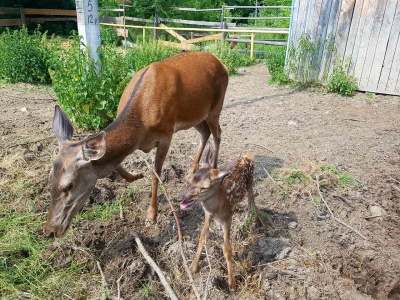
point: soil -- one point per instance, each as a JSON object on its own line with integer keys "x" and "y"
{"x": 301, "y": 252}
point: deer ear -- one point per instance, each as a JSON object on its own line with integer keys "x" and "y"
{"x": 62, "y": 126}
{"x": 94, "y": 147}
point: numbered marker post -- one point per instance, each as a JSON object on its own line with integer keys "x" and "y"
{"x": 87, "y": 12}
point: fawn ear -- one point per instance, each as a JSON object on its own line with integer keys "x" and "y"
{"x": 95, "y": 147}
{"x": 207, "y": 158}
{"x": 216, "y": 174}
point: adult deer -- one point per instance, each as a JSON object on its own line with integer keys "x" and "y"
{"x": 219, "y": 191}
{"x": 184, "y": 91}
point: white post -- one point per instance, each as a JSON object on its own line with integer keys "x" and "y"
{"x": 87, "y": 12}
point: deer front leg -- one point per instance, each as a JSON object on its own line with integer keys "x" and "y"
{"x": 161, "y": 153}
{"x": 128, "y": 176}
{"x": 195, "y": 264}
{"x": 228, "y": 254}
{"x": 205, "y": 133}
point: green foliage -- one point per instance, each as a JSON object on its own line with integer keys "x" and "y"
{"x": 344, "y": 179}
{"x": 276, "y": 65}
{"x": 101, "y": 212}
{"x": 340, "y": 82}
{"x": 108, "y": 36}
{"x": 23, "y": 57}
{"x": 88, "y": 98}
{"x": 147, "y": 53}
{"x": 230, "y": 58}
{"x": 296, "y": 177}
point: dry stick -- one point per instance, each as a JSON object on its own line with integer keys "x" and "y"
{"x": 189, "y": 274}
{"x": 103, "y": 281}
{"x": 118, "y": 287}
{"x": 269, "y": 176}
{"x": 103, "y": 278}
{"x": 151, "y": 262}
{"x": 333, "y": 216}
{"x": 209, "y": 265}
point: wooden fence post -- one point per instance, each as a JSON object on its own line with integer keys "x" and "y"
{"x": 87, "y": 13}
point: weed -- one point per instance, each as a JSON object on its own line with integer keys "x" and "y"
{"x": 103, "y": 211}
{"x": 344, "y": 179}
{"x": 340, "y": 82}
{"x": 23, "y": 57}
{"x": 276, "y": 66}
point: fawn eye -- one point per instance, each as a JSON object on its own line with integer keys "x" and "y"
{"x": 67, "y": 188}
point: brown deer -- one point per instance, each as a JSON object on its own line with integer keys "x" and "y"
{"x": 184, "y": 91}
{"x": 219, "y": 191}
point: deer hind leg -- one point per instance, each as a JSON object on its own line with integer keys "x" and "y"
{"x": 128, "y": 176}
{"x": 205, "y": 133}
{"x": 161, "y": 154}
{"x": 195, "y": 264}
{"x": 213, "y": 123}
{"x": 228, "y": 254}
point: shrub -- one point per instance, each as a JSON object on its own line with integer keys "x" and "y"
{"x": 23, "y": 57}
{"x": 340, "y": 82}
{"x": 231, "y": 58}
{"x": 276, "y": 65}
{"x": 88, "y": 98}
{"x": 147, "y": 53}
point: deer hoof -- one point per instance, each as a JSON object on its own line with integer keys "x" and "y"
{"x": 193, "y": 269}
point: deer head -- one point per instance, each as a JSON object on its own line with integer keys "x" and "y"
{"x": 73, "y": 175}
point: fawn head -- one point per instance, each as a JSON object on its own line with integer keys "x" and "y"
{"x": 73, "y": 175}
{"x": 205, "y": 182}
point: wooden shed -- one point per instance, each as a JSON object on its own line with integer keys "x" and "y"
{"x": 365, "y": 36}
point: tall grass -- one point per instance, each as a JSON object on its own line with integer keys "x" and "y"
{"x": 23, "y": 57}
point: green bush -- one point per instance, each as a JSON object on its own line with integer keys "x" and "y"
{"x": 88, "y": 98}
{"x": 231, "y": 58}
{"x": 340, "y": 82}
{"x": 23, "y": 57}
{"x": 147, "y": 53}
{"x": 276, "y": 65}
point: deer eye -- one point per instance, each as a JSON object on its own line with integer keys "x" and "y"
{"x": 67, "y": 188}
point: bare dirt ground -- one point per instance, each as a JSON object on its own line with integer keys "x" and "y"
{"x": 301, "y": 253}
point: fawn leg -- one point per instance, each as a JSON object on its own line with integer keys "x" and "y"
{"x": 195, "y": 263}
{"x": 128, "y": 176}
{"x": 228, "y": 253}
{"x": 161, "y": 153}
{"x": 252, "y": 208}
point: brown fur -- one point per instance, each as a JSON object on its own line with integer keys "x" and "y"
{"x": 178, "y": 93}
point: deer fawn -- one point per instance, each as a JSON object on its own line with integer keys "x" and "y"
{"x": 219, "y": 191}
{"x": 184, "y": 91}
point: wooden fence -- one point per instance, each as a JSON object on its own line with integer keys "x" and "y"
{"x": 365, "y": 35}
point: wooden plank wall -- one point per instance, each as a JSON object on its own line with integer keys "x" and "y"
{"x": 366, "y": 35}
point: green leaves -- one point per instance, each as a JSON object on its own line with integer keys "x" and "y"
{"x": 23, "y": 57}
{"x": 340, "y": 82}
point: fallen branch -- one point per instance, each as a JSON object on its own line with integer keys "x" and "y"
{"x": 209, "y": 265}
{"x": 189, "y": 274}
{"x": 333, "y": 216}
{"x": 103, "y": 281}
{"x": 118, "y": 287}
{"x": 151, "y": 262}
{"x": 269, "y": 176}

^^^^

- **Task brief**
Please give back every line above exactly as it stands, without pictures.

- **Final answer**
point: soil -- one point per instance, each as a JSON object on its own line with integer keys "x" and "y"
{"x": 301, "y": 252}
point: deer ear -- one point per instance, each as a JSON object on its own line with integer keys "x" and "y"
{"x": 62, "y": 126}
{"x": 94, "y": 147}
point: numbered marker post -- one point per instance, each as a JSON object on its own line with integer keys "x" and "y"
{"x": 87, "y": 12}
point: fawn ear -- one point per instance, each as a JSON object on its own line with integer keys "x" and "y"
{"x": 95, "y": 147}
{"x": 207, "y": 158}
{"x": 216, "y": 174}
point: adult deer -- one point per instance, each as a JSON object on its own line with integer keys "x" and "y"
{"x": 219, "y": 191}
{"x": 184, "y": 91}
point: white post -- one point per instance, each as a JSON object on its own line with integer keys "x" and "y"
{"x": 87, "y": 12}
point: deer front leg -- one point per instance, each as a JSON object on its own line with integer keys "x" and "y"
{"x": 161, "y": 153}
{"x": 128, "y": 176}
{"x": 195, "y": 264}
{"x": 228, "y": 254}
{"x": 205, "y": 133}
point: green foliage -- one point per instance, each as a JSON object on its own line with integer keys "x" and "y"
{"x": 344, "y": 179}
{"x": 276, "y": 65}
{"x": 101, "y": 212}
{"x": 340, "y": 82}
{"x": 108, "y": 36}
{"x": 23, "y": 57}
{"x": 88, "y": 98}
{"x": 147, "y": 53}
{"x": 230, "y": 58}
{"x": 296, "y": 177}
point: dry stick -- one point per instance, each as a JSON object on its own line with integer keys "x" and "y"
{"x": 189, "y": 274}
{"x": 103, "y": 281}
{"x": 118, "y": 287}
{"x": 269, "y": 176}
{"x": 103, "y": 278}
{"x": 151, "y": 262}
{"x": 333, "y": 216}
{"x": 209, "y": 265}
point: wooden fence post -- one point per instance, each as a JSON object on its own line with integer keys "x" and "y"
{"x": 87, "y": 13}
point: weed -- one point per instance, each as a JSON object on its own line with integer keys "x" and "y"
{"x": 103, "y": 211}
{"x": 344, "y": 179}
{"x": 340, "y": 82}
{"x": 23, "y": 57}
{"x": 276, "y": 66}
point: fawn eye -- one point per instance, each as a JSON object on its own line with integer keys "x" and "y"
{"x": 67, "y": 188}
point: brown deer -- one point per instance, each as a JSON object on its own line with integer keys "x" and "y"
{"x": 184, "y": 91}
{"x": 219, "y": 191}
point: deer hind leg -- one point per instance, each as a JSON object on its own line with integer keys "x" and "y"
{"x": 128, "y": 176}
{"x": 205, "y": 133}
{"x": 161, "y": 154}
{"x": 195, "y": 264}
{"x": 213, "y": 123}
{"x": 228, "y": 254}
point: shrub -- one point per instance, each as a JSON object on its own line with integer keys "x" and "y"
{"x": 23, "y": 57}
{"x": 340, "y": 82}
{"x": 231, "y": 58}
{"x": 276, "y": 65}
{"x": 88, "y": 98}
{"x": 147, "y": 53}
point: deer hoof -- one point per instance, each as a JSON object on its own line with integer keys "x" and "y"
{"x": 193, "y": 269}
point: deer head -- one point per instance, each as a JSON object on its own line with integer keys "x" and "y"
{"x": 73, "y": 175}
point: fawn head -- one point per instance, each as a JSON object on its own line with integer keys "x" and "y"
{"x": 73, "y": 175}
{"x": 205, "y": 182}
point: wooden shed -- one point per instance, each as a JSON object on its own line with integer keys "x" and "y"
{"x": 365, "y": 36}
point: tall grass -- one point per instance, each as a JSON object on its own line with integer keys "x" and "y"
{"x": 23, "y": 57}
point: green bush -- one point per instance, each as a JSON object on its own line with integer keys "x" and "y"
{"x": 88, "y": 98}
{"x": 231, "y": 58}
{"x": 340, "y": 82}
{"x": 23, "y": 57}
{"x": 147, "y": 53}
{"x": 276, "y": 65}
point: deer eye -- one point per instance, each as a JSON object on its own line with integer keys "x" and "y"
{"x": 67, "y": 188}
point: bare dirt ground -- one point per instance, each as a JSON object on its own line with integer keys "x" and "y"
{"x": 301, "y": 253}
point: fawn leg -- one point per instance, each as a JSON object on its own line with integer keys "x" and "y"
{"x": 195, "y": 263}
{"x": 128, "y": 176}
{"x": 228, "y": 253}
{"x": 161, "y": 153}
{"x": 252, "y": 208}
point: brown fur -- one point per instance, each as a JSON object on its own line with integer keys "x" and "y"
{"x": 178, "y": 93}
point: deer fawn -- one point per instance, each as a JSON object on its own line with integer keys "x" and "y"
{"x": 219, "y": 191}
{"x": 184, "y": 91}
point: wooden fence -- one point per instance, each as a JSON object on its own line with integer keys "x" and "y"
{"x": 365, "y": 35}
point: wooden plank wall -- one point per instance, each as a JSON object on its own line with integer keys "x" and "y"
{"x": 366, "y": 35}
point: green leaves -- one point per instance, each as a JSON object on its own line with integer keys "x" and "y"
{"x": 23, "y": 57}
{"x": 340, "y": 82}
point: fallen branch -- one point per instance, each as a JSON object on its own line with integer keys "x" and "y"
{"x": 209, "y": 265}
{"x": 189, "y": 274}
{"x": 333, "y": 216}
{"x": 103, "y": 281}
{"x": 118, "y": 287}
{"x": 151, "y": 262}
{"x": 269, "y": 176}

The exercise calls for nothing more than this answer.